- **Parts of the exercise**:
A. In the Cortex-A77 article, what was added on the integer execution side of the core?
B. List every category that the Cortex-A77 article is posted in.
C. Proceed with the Cortex-A77 article from its last sentence, keeping the same technical voice.

- **Selected text**:
____
Arm's New Cortex-A77 CPU Micro-architecture: Evolving Performance

Name: Arm's New Cortex-A77 CPU Micro-architecture: Evolving Performance
Item: Arm's New Cortex-A77 CPU Micro-architecture: Evolving Performance
Author: Andrei Frumusanu

by Andrei Frumusanu on May 27, 2019 12:01 AM EST

Posted in
Mobile
CPUs
Arm
SoCs
IPC
Cortex A77

108 Comments | Add A Comment

108 Comments

The Cortex-A77 µarch: Added ALUs & Better Load/Stores

Having covered the front-end and middle-core, we move onto the back-end of the Cortex-A77 and investigate what kind of changes Arm has made to the execution units and data pipelines.

On the integer execution side of the core we’ve seen the addition of a second branch port, which goes along with the doubling of the branch-predictor bandwidth of the front-end.
____
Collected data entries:
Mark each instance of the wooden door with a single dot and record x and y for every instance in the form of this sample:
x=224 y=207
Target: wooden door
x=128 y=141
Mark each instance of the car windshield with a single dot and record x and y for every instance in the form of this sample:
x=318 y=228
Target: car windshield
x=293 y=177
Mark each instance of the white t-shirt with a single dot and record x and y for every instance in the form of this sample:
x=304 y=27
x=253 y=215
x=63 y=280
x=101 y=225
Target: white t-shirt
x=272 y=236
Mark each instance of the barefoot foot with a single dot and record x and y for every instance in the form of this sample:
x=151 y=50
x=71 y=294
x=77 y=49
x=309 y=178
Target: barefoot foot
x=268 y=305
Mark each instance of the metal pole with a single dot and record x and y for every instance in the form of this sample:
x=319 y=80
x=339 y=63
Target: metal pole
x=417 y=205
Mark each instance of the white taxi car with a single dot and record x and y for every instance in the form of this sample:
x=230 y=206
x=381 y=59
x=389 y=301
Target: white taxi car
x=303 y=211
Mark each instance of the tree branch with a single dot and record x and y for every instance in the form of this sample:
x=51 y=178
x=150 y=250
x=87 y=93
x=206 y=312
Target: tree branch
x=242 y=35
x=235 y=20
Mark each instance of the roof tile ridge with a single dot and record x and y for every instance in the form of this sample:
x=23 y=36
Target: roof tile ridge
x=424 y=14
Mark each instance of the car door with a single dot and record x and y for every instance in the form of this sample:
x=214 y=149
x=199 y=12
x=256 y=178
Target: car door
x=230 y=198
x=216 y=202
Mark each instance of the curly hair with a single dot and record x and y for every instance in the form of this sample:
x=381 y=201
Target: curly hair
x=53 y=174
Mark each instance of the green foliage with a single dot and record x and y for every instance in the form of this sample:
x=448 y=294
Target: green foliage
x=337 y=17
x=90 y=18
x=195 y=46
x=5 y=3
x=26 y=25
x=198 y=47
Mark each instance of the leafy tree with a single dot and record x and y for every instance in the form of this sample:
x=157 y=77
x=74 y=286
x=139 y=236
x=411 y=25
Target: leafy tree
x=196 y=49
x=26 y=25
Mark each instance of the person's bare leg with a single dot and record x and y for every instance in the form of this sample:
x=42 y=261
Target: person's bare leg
____
- **Expected outputs**:
A. A second branch port.

B. Mobile, CPUs, Arm, SoCs, IPC, Cortex A77

C.
We also see the addition on an additional integer ALU. This new unit goes half-way between a simple single-cycle ALU and the existing complex ALU pipeline: It naturally still has the ability of single-cycle ALU operations but also is able to support the more complex 2-cycle operations (Some shift combination instructions, logical instructions, move instructions, test/compare instructions). Arm says that the addition of this new pipeline saw a surprising amount of performance uplift: As the core gets wider, the back-end can become a bottleneck and this was a case of the execution units needing to grow along with the rest of the core.

A larger change in the execution core was the unification of the issue queues. Arm explains that this was done in order to maintain efficiency of the core with the added execution ports.

Finally, existing execution pipelines haven’t seen much changes. One latency improvement was the pipelining of the integer multiply unit on the complex ALU which allows it to achieve 2-3 cycle multiplications as opposed to 4.

Oddly enough, Arm didn’t make much mention of the floating-point / ASIMD pipelines for the Cortex-A77. Here it seems the A76’s “state-of-the-art” design was good enough for them to focus the efforts elsewhere on the core for this generation.

On the part of the load/store units, we still find two units, however Arm has added two additional dedicated store ports to the units, which in effect doubles the issue bandwidth. In effect this means the L/S units are 4-wide with 2 address generation µOps and 2 store data µOps.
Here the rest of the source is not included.